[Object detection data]
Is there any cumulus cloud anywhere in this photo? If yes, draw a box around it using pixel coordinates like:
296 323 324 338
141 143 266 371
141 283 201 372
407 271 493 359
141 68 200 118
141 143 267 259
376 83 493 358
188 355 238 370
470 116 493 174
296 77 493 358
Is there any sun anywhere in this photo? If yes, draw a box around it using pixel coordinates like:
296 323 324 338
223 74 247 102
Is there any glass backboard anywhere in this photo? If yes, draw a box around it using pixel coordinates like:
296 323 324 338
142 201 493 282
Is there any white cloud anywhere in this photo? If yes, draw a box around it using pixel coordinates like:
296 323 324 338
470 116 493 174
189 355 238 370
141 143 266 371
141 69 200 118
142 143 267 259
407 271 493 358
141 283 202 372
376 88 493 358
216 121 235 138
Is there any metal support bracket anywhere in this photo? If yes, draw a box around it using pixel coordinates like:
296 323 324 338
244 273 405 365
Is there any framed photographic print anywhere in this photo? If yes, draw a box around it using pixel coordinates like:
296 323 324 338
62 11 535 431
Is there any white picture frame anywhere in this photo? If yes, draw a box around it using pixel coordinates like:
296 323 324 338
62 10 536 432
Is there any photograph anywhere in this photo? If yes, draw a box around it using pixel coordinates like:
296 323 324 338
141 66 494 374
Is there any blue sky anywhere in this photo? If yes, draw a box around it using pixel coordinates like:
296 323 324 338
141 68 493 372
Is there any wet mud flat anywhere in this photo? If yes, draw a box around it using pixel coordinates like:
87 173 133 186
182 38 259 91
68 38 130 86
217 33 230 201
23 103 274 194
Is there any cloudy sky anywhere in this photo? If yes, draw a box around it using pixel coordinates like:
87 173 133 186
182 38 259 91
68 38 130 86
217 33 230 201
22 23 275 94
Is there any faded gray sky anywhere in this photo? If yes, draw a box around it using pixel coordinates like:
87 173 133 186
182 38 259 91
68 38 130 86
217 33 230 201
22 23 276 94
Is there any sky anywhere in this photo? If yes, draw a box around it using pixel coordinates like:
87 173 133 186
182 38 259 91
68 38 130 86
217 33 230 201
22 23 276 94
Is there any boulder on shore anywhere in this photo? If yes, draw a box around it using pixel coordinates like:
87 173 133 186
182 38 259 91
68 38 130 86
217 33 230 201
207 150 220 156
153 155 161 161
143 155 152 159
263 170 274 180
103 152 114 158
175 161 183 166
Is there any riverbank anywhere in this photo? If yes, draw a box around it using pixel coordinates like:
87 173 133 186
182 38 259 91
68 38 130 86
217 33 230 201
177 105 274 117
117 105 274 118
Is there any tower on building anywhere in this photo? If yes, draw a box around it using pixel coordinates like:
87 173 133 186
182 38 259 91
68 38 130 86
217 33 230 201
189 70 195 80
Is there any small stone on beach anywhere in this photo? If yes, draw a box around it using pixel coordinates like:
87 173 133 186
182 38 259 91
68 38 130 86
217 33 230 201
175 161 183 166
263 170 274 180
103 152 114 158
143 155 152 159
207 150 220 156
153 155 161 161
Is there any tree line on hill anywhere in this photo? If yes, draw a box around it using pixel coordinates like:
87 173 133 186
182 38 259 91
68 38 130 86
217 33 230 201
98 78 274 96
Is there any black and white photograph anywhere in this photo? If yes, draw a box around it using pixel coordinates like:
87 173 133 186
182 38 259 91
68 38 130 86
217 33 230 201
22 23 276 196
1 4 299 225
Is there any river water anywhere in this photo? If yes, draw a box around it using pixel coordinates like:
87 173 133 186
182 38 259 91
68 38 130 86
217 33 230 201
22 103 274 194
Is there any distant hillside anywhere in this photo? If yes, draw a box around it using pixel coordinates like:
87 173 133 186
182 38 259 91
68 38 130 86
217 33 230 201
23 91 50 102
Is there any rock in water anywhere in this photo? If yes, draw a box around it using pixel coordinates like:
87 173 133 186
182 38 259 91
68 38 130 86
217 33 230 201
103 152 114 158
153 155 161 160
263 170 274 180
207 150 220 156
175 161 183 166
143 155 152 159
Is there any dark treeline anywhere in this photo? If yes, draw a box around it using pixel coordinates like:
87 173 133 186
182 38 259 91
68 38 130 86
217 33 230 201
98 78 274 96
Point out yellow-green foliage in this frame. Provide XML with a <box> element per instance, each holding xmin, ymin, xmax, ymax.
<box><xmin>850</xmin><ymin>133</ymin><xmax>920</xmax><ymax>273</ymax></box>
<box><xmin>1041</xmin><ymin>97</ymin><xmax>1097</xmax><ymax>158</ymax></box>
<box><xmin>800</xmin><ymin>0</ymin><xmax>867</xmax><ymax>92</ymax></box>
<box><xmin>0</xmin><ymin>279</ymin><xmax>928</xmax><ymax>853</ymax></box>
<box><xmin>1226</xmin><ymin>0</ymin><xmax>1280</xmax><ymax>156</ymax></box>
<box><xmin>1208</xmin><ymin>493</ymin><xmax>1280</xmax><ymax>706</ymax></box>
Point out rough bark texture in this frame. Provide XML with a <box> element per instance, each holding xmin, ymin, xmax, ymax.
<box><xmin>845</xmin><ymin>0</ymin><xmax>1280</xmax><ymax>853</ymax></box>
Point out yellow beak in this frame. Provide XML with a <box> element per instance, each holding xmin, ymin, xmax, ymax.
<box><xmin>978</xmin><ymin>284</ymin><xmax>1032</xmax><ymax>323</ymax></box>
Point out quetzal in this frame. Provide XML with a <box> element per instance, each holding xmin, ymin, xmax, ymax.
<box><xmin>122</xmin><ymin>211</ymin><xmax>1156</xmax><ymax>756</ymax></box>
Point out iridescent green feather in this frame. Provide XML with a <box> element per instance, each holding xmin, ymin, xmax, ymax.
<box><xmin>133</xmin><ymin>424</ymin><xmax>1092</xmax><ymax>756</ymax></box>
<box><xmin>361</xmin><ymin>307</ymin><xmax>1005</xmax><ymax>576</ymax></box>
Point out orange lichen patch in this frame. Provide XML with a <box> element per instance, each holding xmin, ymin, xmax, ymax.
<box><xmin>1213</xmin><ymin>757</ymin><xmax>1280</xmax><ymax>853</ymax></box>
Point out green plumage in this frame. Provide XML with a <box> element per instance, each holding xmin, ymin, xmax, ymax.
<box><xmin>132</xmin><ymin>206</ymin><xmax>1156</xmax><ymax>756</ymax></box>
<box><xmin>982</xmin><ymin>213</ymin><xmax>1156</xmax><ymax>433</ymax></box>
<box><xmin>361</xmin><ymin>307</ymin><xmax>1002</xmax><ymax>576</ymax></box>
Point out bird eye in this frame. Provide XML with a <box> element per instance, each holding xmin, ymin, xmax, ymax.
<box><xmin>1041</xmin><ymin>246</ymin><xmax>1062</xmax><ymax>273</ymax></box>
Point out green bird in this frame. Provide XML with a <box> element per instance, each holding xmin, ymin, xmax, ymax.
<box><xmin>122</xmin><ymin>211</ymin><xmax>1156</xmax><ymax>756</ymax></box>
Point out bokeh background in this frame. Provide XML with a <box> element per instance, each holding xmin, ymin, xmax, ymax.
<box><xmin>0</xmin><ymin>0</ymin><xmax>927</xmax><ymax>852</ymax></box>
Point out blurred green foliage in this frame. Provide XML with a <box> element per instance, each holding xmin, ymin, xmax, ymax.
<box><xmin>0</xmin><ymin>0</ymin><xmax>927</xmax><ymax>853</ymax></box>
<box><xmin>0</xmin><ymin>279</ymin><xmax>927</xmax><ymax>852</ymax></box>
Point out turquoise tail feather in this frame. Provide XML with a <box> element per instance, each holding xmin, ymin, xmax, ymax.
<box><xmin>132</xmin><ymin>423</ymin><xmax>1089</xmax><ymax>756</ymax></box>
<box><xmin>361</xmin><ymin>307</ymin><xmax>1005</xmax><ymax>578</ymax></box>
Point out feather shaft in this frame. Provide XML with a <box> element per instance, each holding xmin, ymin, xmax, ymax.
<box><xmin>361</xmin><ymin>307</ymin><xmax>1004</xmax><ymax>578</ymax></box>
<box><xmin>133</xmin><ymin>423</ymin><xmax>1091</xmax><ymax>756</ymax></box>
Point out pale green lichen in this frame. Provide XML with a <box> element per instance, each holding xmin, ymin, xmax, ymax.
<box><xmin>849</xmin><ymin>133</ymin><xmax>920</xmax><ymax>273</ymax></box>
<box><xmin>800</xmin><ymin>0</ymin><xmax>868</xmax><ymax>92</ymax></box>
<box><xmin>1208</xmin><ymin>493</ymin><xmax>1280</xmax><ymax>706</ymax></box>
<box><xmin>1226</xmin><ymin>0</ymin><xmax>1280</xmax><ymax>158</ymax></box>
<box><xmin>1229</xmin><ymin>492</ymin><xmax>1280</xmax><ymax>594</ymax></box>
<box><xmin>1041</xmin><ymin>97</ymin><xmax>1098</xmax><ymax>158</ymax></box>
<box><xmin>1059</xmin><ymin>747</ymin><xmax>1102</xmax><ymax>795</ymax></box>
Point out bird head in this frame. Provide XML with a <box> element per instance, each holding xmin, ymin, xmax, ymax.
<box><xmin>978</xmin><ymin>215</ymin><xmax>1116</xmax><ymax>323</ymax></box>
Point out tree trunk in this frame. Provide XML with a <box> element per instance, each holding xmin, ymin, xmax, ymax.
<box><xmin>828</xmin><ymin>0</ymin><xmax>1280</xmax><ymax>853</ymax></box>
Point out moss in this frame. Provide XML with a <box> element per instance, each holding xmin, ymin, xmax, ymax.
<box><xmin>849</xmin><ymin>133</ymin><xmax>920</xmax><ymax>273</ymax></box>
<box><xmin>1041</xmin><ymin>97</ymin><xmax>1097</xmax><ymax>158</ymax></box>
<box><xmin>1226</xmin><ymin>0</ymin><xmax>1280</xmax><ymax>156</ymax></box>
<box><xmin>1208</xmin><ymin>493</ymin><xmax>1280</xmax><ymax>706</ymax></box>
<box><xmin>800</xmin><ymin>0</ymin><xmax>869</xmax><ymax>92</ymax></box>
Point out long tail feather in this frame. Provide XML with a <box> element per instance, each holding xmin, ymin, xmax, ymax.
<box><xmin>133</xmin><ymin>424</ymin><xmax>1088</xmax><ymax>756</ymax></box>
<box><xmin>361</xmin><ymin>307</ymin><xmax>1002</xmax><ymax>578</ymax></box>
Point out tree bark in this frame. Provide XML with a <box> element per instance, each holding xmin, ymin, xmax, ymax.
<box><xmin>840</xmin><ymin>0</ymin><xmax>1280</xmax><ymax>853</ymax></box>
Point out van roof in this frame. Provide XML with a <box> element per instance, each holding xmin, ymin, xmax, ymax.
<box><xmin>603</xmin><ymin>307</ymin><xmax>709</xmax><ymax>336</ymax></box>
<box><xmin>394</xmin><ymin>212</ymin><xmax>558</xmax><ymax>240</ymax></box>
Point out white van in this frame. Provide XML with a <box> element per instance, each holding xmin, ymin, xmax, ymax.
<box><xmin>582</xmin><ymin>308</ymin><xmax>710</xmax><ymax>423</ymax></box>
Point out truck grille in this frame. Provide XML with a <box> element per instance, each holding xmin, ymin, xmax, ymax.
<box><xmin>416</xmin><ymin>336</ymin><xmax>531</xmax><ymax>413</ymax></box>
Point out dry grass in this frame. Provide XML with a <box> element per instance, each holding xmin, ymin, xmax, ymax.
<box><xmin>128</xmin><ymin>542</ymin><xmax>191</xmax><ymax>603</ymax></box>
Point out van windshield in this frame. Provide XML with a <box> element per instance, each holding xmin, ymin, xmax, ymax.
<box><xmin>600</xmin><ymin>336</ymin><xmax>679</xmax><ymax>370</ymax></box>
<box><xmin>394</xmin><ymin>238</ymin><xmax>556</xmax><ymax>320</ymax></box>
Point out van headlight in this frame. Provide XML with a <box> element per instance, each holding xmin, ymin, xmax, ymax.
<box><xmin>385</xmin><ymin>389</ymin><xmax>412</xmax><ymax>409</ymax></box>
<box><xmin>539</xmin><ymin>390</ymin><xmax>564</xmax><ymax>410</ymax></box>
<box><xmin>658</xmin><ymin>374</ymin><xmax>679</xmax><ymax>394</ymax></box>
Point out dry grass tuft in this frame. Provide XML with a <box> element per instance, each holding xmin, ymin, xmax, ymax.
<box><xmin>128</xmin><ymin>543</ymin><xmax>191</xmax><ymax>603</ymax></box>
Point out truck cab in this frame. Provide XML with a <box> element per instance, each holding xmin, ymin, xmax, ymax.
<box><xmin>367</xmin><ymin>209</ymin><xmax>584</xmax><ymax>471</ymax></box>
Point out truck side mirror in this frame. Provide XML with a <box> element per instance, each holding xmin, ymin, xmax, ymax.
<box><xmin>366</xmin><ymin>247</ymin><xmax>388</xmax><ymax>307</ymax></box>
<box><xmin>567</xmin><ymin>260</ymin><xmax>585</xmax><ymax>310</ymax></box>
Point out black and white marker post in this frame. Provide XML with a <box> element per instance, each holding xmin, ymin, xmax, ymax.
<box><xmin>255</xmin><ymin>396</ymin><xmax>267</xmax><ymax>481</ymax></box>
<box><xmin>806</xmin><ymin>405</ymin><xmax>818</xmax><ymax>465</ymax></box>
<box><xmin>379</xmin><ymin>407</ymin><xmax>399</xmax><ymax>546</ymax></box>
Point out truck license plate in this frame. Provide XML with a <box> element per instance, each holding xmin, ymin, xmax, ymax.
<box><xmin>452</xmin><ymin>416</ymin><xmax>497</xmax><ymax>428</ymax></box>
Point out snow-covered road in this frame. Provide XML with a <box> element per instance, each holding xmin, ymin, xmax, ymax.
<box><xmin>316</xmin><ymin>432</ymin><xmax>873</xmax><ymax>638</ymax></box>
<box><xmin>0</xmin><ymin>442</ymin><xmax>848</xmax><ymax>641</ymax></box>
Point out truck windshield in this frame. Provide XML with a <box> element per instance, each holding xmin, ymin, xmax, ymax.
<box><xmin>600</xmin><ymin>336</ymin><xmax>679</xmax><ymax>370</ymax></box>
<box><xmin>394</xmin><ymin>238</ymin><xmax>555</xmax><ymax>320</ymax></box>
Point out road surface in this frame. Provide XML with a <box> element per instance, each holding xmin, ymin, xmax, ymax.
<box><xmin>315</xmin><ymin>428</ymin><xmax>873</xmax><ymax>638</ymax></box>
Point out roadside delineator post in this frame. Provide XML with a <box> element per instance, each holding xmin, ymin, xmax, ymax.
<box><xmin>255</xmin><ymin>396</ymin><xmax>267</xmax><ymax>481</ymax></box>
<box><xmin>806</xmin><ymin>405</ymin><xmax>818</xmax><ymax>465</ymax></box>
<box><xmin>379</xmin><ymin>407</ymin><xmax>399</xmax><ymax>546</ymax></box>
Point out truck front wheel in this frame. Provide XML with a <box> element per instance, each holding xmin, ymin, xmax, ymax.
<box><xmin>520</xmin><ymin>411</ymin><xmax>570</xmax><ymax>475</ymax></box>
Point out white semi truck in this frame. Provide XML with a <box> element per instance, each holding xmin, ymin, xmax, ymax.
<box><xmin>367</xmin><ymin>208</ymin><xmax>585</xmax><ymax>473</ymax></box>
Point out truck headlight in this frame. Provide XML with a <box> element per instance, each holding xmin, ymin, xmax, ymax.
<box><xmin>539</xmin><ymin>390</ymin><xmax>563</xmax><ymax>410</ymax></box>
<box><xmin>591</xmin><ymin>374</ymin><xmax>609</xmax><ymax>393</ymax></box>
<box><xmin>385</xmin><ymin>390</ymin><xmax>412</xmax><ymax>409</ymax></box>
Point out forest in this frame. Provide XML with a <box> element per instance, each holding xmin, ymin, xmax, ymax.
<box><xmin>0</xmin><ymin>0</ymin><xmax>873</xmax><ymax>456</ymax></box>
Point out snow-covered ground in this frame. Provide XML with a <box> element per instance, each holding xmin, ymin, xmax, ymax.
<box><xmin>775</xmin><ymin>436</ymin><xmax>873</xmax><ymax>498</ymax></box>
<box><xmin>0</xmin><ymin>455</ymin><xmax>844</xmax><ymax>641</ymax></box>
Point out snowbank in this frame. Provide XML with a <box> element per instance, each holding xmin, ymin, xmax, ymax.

## What the task asks
Repeat the lines of the data from the start through the line containing "296 77 493 358", including that line.

## Solution
Is there any cumulus cloud anywhere in this photo? If yes, draw a box around it using pixel coordinates like:
296 323 324 338
141 143 266 371
141 283 201 372
407 271 493 359
141 68 200 118
141 143 267 259
376 83 493 358
188 355 238 370
470 116 493 174
296 77 493 358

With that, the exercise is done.